Todd Glass: Act Happy Page #6
- Year:
- 2018
- 24 Views
Walking around telling people what to do.
Looks fun! 'Customers waiting!'
I think I'd really get into that."
Once, my dad's car came through,
and he goes,"Kevin, run that guy's car
through again, it's filthy."
My dad goes, "That's OK."
He goes, "No, no, no."
Then me and my brothers did a bit all day
as the guy not taking no for an answer.
Even at that age we did bits.
The bit was, "No, it's OK."
He'd go, "No! You got a shitty Impala,
this is probably your only good day.
Let me f***ing wash it.
My name's out there!
Sure you don't care, look at you!
Your wife's probably not attractive.
Let me run it through again."
My dad would be, "OK, whatever."
There was a restaurant owner,
I thought for sure I could be him.
He'd walk around, he knew everybody.
I was impressed with that.
Ever been to a place where they do that?

**Extracted records**
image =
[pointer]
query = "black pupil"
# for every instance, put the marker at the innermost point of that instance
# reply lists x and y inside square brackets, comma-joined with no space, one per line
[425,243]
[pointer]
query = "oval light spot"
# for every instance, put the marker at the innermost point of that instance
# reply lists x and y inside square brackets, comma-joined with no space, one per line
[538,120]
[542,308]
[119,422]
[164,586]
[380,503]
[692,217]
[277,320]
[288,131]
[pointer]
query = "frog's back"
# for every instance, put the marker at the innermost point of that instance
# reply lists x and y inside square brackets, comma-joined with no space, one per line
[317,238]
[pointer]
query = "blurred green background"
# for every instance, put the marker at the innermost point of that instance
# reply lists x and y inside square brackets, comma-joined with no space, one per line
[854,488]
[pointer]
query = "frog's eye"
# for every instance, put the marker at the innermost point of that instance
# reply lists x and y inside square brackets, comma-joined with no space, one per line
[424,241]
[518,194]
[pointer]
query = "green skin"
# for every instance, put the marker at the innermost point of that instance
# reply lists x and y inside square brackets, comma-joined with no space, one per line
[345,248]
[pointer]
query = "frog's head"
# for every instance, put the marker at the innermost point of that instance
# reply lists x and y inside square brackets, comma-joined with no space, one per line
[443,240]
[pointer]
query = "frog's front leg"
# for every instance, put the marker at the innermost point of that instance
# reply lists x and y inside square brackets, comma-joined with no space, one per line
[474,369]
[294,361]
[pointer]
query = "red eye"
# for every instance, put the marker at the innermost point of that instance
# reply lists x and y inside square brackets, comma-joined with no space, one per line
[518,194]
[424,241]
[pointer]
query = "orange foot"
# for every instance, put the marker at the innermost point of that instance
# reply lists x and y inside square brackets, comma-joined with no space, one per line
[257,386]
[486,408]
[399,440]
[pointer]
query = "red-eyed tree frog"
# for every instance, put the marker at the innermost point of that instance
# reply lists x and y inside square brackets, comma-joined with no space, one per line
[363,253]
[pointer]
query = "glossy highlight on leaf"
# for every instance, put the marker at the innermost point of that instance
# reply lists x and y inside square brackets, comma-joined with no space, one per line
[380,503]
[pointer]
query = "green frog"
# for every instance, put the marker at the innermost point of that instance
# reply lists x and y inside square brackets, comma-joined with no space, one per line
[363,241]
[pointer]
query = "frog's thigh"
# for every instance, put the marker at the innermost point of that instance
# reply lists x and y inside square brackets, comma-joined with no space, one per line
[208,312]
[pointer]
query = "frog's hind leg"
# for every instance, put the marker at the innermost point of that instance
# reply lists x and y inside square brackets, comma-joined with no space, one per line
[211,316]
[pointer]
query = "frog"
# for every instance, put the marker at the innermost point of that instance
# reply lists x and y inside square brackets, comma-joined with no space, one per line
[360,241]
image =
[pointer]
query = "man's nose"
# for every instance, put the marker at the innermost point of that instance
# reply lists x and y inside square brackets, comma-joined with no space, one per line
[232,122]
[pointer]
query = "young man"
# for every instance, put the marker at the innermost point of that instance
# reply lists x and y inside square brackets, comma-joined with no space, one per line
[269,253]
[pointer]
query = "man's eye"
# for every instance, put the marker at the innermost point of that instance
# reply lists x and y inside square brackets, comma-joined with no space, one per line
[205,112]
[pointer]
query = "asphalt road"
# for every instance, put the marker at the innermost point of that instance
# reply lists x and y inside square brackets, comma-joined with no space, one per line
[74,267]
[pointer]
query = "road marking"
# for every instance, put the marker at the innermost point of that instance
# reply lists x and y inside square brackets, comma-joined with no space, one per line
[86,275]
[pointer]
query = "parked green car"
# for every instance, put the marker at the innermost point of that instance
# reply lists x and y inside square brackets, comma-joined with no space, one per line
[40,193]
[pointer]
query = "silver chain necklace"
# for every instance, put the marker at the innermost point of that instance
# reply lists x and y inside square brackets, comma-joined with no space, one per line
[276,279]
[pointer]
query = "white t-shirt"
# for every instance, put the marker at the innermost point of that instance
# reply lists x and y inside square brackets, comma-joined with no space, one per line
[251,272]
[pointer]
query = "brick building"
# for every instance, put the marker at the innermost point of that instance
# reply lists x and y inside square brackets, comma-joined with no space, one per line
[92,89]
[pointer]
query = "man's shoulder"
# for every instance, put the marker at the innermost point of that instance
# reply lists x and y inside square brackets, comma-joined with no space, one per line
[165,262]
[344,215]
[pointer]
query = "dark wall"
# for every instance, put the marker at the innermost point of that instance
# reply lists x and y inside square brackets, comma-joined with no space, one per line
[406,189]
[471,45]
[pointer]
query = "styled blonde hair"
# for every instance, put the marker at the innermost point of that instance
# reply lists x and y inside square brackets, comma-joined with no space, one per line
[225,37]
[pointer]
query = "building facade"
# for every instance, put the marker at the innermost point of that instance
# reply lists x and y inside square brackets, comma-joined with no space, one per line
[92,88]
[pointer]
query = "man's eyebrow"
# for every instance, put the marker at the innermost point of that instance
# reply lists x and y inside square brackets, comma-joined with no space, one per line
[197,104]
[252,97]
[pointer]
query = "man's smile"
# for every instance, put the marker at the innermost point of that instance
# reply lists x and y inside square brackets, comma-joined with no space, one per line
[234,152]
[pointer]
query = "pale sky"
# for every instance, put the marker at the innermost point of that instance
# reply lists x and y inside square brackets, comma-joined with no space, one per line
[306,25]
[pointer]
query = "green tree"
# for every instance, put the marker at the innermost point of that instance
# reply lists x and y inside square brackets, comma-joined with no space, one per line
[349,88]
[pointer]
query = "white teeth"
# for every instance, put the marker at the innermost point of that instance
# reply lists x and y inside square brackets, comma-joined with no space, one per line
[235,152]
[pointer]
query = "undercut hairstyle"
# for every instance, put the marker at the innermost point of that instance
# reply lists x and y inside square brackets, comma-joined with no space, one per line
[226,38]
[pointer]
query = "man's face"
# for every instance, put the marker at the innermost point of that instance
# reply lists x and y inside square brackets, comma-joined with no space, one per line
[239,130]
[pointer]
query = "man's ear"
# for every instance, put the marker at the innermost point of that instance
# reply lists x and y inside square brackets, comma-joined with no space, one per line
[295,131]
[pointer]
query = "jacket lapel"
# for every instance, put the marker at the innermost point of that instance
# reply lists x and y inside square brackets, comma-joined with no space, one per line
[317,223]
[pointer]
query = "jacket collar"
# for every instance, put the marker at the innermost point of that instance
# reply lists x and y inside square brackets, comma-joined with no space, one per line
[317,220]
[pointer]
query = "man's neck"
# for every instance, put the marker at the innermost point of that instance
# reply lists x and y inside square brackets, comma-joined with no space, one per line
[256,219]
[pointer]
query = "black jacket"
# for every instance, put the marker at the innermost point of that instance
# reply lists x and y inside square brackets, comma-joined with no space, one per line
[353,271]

**The tasks**
1. In the stand-up transcript, what did the man tell Kevin to do when the speaker's dad's car came through?
2. Filter the records, keeping every line that contains the string "green" and copying each such line. Treat uppercase and lowercase letters as different.

**Expected outputs**
1. He told Kevin to run the car through again because it was filthy.

2.
query = "blurred green background"
query = "green skin"
query = "green frog"
query = "parked green car"
query = "green tree"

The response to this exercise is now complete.